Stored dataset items
********

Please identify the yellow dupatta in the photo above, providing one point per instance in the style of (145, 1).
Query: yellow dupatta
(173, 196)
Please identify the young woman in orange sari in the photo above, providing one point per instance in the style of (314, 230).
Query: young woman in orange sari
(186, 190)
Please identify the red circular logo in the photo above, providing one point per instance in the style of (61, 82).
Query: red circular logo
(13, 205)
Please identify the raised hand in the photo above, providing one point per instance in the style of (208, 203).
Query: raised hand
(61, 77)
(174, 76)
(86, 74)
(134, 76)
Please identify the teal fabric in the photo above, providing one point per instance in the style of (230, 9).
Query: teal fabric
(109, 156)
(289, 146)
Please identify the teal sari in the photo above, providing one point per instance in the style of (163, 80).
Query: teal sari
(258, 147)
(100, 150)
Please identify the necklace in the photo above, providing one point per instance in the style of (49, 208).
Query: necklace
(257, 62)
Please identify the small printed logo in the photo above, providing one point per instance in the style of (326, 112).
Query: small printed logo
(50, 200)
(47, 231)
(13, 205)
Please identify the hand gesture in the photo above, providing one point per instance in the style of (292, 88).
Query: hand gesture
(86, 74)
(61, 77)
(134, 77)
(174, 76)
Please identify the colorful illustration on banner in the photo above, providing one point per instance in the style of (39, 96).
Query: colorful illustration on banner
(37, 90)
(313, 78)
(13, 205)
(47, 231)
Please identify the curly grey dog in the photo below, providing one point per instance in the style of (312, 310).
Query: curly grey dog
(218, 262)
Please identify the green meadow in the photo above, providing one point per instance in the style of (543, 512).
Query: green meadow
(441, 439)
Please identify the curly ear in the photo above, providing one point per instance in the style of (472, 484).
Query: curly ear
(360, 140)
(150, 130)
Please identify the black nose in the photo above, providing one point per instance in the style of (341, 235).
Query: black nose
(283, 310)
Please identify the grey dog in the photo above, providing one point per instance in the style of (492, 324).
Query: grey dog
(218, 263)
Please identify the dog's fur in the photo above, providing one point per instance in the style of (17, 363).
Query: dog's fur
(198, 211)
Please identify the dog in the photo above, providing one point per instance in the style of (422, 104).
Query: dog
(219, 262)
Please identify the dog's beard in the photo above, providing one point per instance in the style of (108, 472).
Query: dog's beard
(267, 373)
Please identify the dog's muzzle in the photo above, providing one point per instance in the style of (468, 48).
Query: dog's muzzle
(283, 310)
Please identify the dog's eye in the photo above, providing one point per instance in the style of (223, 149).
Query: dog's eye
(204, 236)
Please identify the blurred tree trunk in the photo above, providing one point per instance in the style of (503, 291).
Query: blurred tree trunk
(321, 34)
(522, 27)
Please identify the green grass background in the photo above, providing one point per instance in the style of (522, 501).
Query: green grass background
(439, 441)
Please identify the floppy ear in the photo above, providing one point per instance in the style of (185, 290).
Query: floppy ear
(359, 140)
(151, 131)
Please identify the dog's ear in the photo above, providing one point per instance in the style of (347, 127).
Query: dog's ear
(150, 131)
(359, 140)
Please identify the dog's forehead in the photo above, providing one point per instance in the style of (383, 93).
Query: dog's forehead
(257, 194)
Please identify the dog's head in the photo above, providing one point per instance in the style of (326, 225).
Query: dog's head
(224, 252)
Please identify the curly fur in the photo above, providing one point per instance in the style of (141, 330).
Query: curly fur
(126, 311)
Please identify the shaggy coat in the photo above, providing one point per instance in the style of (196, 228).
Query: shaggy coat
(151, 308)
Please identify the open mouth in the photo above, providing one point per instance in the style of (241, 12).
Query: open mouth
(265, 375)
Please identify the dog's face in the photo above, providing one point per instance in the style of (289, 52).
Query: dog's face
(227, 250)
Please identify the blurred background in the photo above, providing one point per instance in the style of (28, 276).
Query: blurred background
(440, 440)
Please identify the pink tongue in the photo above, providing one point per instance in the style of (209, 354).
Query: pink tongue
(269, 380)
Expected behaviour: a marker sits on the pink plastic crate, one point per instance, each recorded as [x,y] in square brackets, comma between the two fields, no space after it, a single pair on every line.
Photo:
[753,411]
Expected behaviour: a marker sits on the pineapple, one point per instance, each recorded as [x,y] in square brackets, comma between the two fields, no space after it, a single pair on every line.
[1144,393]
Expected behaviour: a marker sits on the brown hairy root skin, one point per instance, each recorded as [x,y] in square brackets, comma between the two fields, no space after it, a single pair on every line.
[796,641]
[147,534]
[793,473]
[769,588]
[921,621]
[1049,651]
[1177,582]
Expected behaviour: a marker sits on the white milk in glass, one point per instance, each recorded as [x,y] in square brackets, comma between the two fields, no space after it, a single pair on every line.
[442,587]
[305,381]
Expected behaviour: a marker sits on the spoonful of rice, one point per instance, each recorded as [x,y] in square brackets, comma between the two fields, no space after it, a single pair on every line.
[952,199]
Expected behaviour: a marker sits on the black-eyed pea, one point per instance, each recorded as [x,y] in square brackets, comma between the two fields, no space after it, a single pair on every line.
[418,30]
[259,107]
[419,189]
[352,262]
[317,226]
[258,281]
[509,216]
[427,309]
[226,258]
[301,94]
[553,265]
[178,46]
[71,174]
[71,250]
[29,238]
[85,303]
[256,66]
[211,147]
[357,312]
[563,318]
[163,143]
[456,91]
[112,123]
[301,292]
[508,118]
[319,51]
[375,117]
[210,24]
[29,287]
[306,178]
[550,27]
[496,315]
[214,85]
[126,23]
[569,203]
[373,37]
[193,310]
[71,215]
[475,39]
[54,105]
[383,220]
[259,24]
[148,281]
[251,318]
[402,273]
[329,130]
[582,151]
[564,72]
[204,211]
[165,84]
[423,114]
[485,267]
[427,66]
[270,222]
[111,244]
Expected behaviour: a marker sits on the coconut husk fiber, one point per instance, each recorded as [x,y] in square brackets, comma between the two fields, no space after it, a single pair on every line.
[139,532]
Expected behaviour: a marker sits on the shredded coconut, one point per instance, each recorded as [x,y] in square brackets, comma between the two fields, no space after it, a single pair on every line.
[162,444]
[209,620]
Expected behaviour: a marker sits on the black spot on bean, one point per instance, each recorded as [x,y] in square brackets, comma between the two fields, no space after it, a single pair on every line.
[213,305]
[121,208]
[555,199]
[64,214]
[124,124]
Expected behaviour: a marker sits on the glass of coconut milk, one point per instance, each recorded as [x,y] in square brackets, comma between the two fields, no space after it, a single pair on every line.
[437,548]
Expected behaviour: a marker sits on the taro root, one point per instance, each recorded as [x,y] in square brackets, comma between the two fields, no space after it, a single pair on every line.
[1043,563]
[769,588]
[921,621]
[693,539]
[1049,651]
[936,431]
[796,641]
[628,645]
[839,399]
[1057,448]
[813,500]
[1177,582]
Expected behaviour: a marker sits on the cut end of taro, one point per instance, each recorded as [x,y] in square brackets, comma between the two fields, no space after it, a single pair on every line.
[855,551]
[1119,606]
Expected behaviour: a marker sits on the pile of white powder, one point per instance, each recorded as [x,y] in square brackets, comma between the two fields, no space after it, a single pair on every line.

********

_WORK INSTRUCTIONS_. Each line above should be copied exactly, with no line missing.

_SOLUTION_.
Please identify the yellow dupatta in the photo above, providing one point per instance in the style of (145, 1).
Query: yellow dupatta
(173, 196)
Please identify the young woman in orange sari in the photo above, providing one point per instance in the style of (314, 230).
Query: young woman in orange sari
(186, 190)
Please identify the red circular logo in the photo above, providing one point per instance in the style of (61, 82).
Query: red circular logo
(13, 205)
Please identify the raised hand in the photo above, providing one point per instance in the style of (208, 203).
Query: raised hand
(61, 77)
(174, 76)
(86, 74)
(134, 76)
Please identify the teal fabric in the photo above, providing one point per instance in the style of (230, 9).
Query: teal fabric
(109, 156)
(289, 146)
Please identify the teal sari in the photo above, providing one point per instance in the style of (163, 80).
Query: teal sari
(258, 147)
(100, 150)
Please identify the necklace in the photo above, providing one point per instance in the style of (49, 208).
Query: necklace
(257, 62)
Please identify the small printed logo in the photo above, providing one point per instance in the style of (326, 112).
Query: small printed logo
(50, 200)
(47, 231)
(13, 205)
Please identify the hand gesture in the photo above, providing one point per instance in the style of (292, 88).
Query: hand gesture
(86, 74)
(61, 77)
(134, 77)
(174, 76)
Please identify the colorful illustration on banner in the photo above, providing one point per instance in the style of (39, 96).
Query: colorful illustration on banner
(37, 90)
(313, 78)
(13, 205)
(47, 231)
Please identify the curly grey dog in the photo below, providing one point per instance in the style of (312, 310).
Query: curly grey dog
(218, 262)
Please identify the green meadow in the photo above, providing one point per instance in the style of (543, 512).
Query: green meadow
(441, 439)
Please identify the curly ear in the photo above, providing one point per instance in the style of (472, 484).
Query: curly ear
(360, 140)
(150, 130)
Please identify the black nose in the photo above, providing one point per instance in the style of (341, 235).
Query: black nose
(283, 310)
Please identify the grey dog in the photo above, providing one point per instance in the style of (492, 324).
Query: grey dog
(218, 263)
Please identify the dog's fur in the photo above, providing one point per instance in the style of (17, 363).
Query: dog's fur
(198, 211)
Please identify the dog in the photo above, providing one point per instance in the style of (422, 104).
Query: dog
(219, 262)
Please identify the dog's beard in the photo above, providing one point per instance in the style of (108, 472).
Query: dog's beard
(267, 373)
Please identify the dog's muzzle in the photo above, providing one point per instance in the style of (468, 48).
Query: dog's muzzle
(283, 310)
Please identify the dog's eye in the photo above, providing one point per instance in the style of (223, 149).
Query: dog's eye
(204, 236)
Please identify the blurred tree trunk in the photo above, providing one point per instance in the style of (503, 291).
Query: blurred tree trunk
(321, 34)
(522, 27)
Please identify the green grass background in the photo above, providing one point per instance in the style of (522, 501).
Query: green grass background
(439, 441)
Please identify the floppy ear in the photo above, providing one point per instance in the style of (185, 290).
Query: floppy ear
(359, 140)
(151, 131)
Please identify the dog's ear in the photo above, providing one point per instance in the style of (347, 127).
Query: dog's ear
(150, 131)
(359, 140)
Please identify the dog's forehead in the photo above, providing one point per instance in the style of (383, 93).
Query: dog's forehead
(257, 194)
Please identify the dog's head in the photo above, providing one point per instance in the style of (326, 225).
Query: dog's head
(224, 252)
Please identify the curly fur in the photo above, providing one point per instance in the style of (141, 330).
Query: curly fur
(126, 311)
Please identify the shaggy coat in the photo above, providing one point per instance in the style of (196, 228).
Query: shaggy coat
(151, 308)
Please identify the open mouth in the photo above, providing one point per instance in the style of (241, 12).
Query: open mouth
(265, 375)
Please identify the dog's face in the photo above, providing one point per instance in the style of (289, 52).
Query: dog's face
(227, 250)
Please identify the blurred background in the photo above, providing one point per instance in the style of (28, 276).
Query: blurred background
(440, 440)
Please identify the pink tongue in the photo above, providing one point per instance in the style of (209, 354).
Query: pink tongue
(269, 380)
Expected behaviour: a marker sits on the pink plastic crate, one point per instance, each recorded as [x,y] in square brackets, comma between the two fields, no space after it, a single pair on every line.
Photo:
[753,411]
Expected behaviour: a marker sits on the pineapple, one point per instance, each recorded as [x,y] in square brackets, comma between the two fields, no space after it, a single pair on every line.
[1144,393]
Expected behaviour: a marker sits on the brown hairy root skin, one point per instance, each recorded as [x,y] in square brackets, comma between the two fields, no space after it, a single pair on every line.
[796,641]
[147,534]
[793,473]
[769,588]
[921,621]
[1049,651]
[1177,582]
Expected behaviour: a marker sits on the white milk in glass, one point per instance, each recorded as [x,y] in square brackets, comma between the two fields, no space after it, a single pair on every line.
[442,587]
[305,381]
Expected behaviour: a marker sits on the spoonful of rice, one point per instance, each recorded as [x,y] in square brackets, comma between the two fields, no space after it, a single pair on every line.
[952,199]
Expected behaviour: a marker sits on the black-eyed pea, one point per instance, each recorded as [x,y] in square brackets, comma between the two fields, no space after it, a single pair on every line.
[418,30]
[259,107]
[419,189]
[352,262]
[317,226]
[258,281]
[509,216]
[427,309]
[226,258]
[301,94]
[553,265]
[178,46]
[71,174]
[71,250]
[29,238]
[85,303]
[256,66]
[211,147]
[357,312]
[563,318]
[163,143]
[456,91]
[112,123]
[301,292]
[508,118]
[319,51]
[375,117]
[210,24]
[29,287]
[306,178]
[550,27]
[496,315]
[214,85]
[126,23]
[569,203]
[373,37]
[193,310]
[71,215]
[475,39]
[54,105]
[383,220]
[259,24]
[148,281]
[251,318]
[402,273]
[329,130]
[582,151]
[564,72]
[204,211]
[165,84]
[423,114]
[485,267]
[427,66]
[270,222]
[111,244]
Expected behaviour: a marker sits on the coconut husk fiber, one point per instance, each recorded as [x,y] in square brackets, comma between the two fields, no space after it, a single pair on every line.
[139,532]
Expected behaviour: a marker sits on the shredded coconut, one point per instance, each recorded as [x,y] in square brackets, comma between the two fields, no space after it, a single pair on every line.
[162,444]
[209,620]
Expected behaviour: a marker sits on the black spot on bean, one point per instance, each recorded as [x,y] in square brackets, comma between the two fields, no space after it, a single pair on every line.
[213,305]
[121,208]
[555,199]
[64,214]
[124,124]
Expected behaviour: a marker sits on the glass of coconut milk, one point per instance, each recorded as [x,y] in square brackets, comma between the two fields, no space after it, a single pair on every line.
[437,548]
Expected behaviour: a marker sits on the taro root, one point per instance, each recorded as [x,y] in square brackets, comma between the two fields, no space after it, a single pair on every line.
[1043,563]
[769,588]
[921,621]
[693,539]
[1049,651]
[936,431]
[796,641]
[628,645]
[839,399]
[1057,448]
[813,500]
[1177,582]
Expected behaviour: a marker sits on the cut end of taro, one point per instance, each recorded as [x,y] in square brackets, comma between the two fields, no space after it, a single pair on every line.
[855,551]
[1119,606]
Expected behaviour: a marker sits on the pile of white powder, one point per instance, each recorded as [x,y] in square brackets, comma between the two fields, no space after it, a single pair on every line.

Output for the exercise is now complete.